Edit the summary on strained graphene: start at the words containing "Interaction-driven topological insulator" and end after "by spin-orbital interactions.", replacing every "graphene" with "silicene".

--- Quoted text ---

Interaction-driven topological insulator states in strained graphene
D. A. Abanin, D. A. Pesin

TL;DR
This paper demonstrates that Coulomb interactions in strained graphene with pseudo-magnetic fields induce topological insulator-like states, including quantum Hall and quantum spin-Hall states, stable at high temperatures due to many-body effects.
Contribution
It reveals how electron-electron interactions in strained graphene lead to topological insulator states, a novel mechanism for realizing such states in a material with engineered strain.
Findings
Interaction lifts degeneracies of pseudo Landau levels in strained graphene.
Spontaneous emergence of quantum Hall states at specific fillings.
Quantum spin-Hall states stabilized by spin-orbital interactions.

--- Data section ---

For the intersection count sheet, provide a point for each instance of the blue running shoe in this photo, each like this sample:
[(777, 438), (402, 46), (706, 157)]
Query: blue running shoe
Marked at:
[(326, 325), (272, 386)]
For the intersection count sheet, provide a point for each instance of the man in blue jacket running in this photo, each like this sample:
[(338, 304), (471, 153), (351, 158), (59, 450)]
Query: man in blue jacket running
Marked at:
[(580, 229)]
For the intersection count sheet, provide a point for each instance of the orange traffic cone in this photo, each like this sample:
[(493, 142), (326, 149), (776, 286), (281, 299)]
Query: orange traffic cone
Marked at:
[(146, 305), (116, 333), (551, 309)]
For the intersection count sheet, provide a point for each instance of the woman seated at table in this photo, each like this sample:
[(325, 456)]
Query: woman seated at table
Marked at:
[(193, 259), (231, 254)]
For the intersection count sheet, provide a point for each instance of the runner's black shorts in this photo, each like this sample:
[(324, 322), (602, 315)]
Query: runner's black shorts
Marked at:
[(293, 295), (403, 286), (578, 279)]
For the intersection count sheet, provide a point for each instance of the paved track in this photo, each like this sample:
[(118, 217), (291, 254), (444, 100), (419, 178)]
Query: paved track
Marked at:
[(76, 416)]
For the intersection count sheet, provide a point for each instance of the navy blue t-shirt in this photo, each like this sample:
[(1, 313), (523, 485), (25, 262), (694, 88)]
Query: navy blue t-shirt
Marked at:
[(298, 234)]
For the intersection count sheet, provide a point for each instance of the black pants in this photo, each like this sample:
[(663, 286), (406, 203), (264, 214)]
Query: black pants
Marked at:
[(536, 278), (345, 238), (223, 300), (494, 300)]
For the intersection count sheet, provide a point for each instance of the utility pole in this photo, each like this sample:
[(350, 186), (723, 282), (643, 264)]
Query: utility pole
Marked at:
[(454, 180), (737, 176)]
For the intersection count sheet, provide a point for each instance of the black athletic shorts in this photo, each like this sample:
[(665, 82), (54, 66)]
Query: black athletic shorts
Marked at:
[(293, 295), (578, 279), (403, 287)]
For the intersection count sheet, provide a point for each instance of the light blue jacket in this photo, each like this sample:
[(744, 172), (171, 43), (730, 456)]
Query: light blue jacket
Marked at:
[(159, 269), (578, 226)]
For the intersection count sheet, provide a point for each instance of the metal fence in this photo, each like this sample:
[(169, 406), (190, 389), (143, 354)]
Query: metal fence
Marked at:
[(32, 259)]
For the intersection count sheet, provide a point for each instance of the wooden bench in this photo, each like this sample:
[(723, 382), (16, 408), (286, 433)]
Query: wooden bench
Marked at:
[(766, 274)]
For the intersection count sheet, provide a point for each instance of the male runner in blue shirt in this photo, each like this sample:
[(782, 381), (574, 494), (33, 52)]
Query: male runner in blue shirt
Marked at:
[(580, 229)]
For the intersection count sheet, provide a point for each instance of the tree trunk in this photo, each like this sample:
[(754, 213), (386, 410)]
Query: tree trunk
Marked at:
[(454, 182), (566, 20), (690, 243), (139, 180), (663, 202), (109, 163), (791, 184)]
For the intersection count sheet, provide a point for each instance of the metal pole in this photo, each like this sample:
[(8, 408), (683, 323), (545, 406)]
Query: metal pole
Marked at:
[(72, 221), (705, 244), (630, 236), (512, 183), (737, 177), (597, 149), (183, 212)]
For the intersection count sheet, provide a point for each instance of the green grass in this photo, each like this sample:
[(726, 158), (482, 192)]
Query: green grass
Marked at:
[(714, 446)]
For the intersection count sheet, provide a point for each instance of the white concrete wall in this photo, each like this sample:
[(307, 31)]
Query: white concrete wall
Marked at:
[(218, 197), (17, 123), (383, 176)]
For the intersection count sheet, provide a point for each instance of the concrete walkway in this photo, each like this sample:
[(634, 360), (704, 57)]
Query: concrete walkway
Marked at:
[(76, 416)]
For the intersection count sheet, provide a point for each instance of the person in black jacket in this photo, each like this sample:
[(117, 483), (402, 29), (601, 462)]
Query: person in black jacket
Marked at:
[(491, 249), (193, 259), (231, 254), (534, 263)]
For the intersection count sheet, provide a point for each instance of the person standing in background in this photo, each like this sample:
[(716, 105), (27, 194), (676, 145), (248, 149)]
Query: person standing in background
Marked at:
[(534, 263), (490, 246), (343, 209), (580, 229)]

---

▶ _Reply to the exercise_
Interaction-driven topological insulator states in strained silicene
D. A. Abanin, D. A. Pesin

TL;DR
This paper demonstrates that Coulomb interactions in strained silicene with pseudo-magnetic fields induce topological insulator-like states, including quantum Hall and quantum spin-Hall states, stable at high temperatures due to many-body effects.
Contribution
It reveals how electron-electron interactions in strained silicene lead to topological insulator states, a novel mechanism for realizing such states in a material with engineered strain.
Findings
Interaction lifts degeneracies of pseudo Landau levels in strained silicene.
Spontaneous emergence of quantum Hall states at specific fillings.
Quantum spin-Hall states stabilized by spin-orbital interactions.